++++ Data under study
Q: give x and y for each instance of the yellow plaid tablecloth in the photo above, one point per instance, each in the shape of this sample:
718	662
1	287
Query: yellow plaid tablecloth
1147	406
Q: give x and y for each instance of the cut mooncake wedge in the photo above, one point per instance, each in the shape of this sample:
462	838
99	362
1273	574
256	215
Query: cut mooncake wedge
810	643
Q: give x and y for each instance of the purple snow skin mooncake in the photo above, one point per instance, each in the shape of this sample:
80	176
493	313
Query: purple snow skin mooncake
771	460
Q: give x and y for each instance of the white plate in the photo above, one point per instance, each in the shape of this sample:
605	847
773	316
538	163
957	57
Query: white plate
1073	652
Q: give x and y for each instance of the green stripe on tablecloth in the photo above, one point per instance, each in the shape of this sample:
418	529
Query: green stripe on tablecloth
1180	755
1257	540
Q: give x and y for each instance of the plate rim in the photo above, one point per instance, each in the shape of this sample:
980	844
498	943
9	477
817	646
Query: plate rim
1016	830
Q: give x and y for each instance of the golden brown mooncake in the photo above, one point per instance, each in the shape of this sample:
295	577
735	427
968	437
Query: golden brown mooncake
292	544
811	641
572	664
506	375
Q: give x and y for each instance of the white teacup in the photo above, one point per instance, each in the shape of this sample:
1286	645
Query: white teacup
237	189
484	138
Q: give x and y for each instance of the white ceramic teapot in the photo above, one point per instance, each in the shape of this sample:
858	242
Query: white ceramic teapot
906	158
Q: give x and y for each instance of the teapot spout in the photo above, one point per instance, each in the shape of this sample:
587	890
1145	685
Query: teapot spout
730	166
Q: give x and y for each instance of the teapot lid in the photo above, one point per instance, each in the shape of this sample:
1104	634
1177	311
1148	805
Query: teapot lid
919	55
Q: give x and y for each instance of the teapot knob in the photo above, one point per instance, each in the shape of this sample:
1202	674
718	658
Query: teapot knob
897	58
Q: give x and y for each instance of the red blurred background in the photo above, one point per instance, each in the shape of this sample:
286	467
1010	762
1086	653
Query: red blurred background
++++++++
## Task to carry out
A verbatim copy of the listing is to be returned in full.

## Task answer
Q: give x and y for each instance of the yellow plaid tablecloth in the photo above, one point per instance, each in the shape of this sample:
718	662
1	287
Query: yellow plaid tablecloth
1147	406
Q: give x and y for each instance of the cut mooncake wedge in the photo above, one point per instance, each in the shape of this sample:
462	838
99	362
1273	574
256	215
Query: cut mooncake wedge
810	643
Q: give x and y for each instance of the purple snow skin mooncake in the photo above, one point per instance, each in the shape of this sample:
80	176
493	313
Query: purple snow skin mooncake
771	460
Q: give x and y for each instance of the white plate in the photo above, one point per instance, each in the shape of this sample:
605	847
773	316
538	163
957	57
Query: white plate
1073	652
Q: give x and y for each instance of the green stripe on tablecloth in the photo above, one point per instance, each in the shape of this sample:
418	529
Query: green stripe on tablecloth
1180	755
1257	540
Q: give x and y for each instance of the plate rim in the photo above, one point per instance, each in the shape of this sample:
980	844
498	943
9	477
817	646
Query: plate rim
1016	830
Q: give x and y for each instance of the golden brown mooncake in the photo above, one point per instance, each in the shape of this sample:
295	577
735	427
968	437
Query: golden brown mooncake
292	544
811	641
572	664
506	375
Q: give x and y for each instance of the white teacup in the photo above, one point per instance, each in the shape of this sample:
1286	645
Query: white teacup
237	189
484	138
Q: give x and y for each instance of the white ceramic teapot in the photo above, one point per instance, each in the shape of this sample:
858	242
Query: white ceramic teapot
906	158
Q: give x and y for each instance of the teapot spout in the photo above, one point per instance, each in the shape of this sample:
587	890
1145	685
Query: teapot spout
730	166
Q: give x and y for each instance of the teapot lid in the photo above, one point per instance, each in the shape of this sample:
1104	634
1177	311
1148	805
Query: teapot lid
919	55
Q: give x and y for each instance of the teapot knob in the photo above, one point per instance, each in the shape of this sample:
1202	674
718	658
Query: teapot knob
897	58
Q: give x and y for each instance of the red blurred background in the photo above, one point per instance, each in the shape of this sample:
286	467
1010	762
1086	653
Query: red blurred background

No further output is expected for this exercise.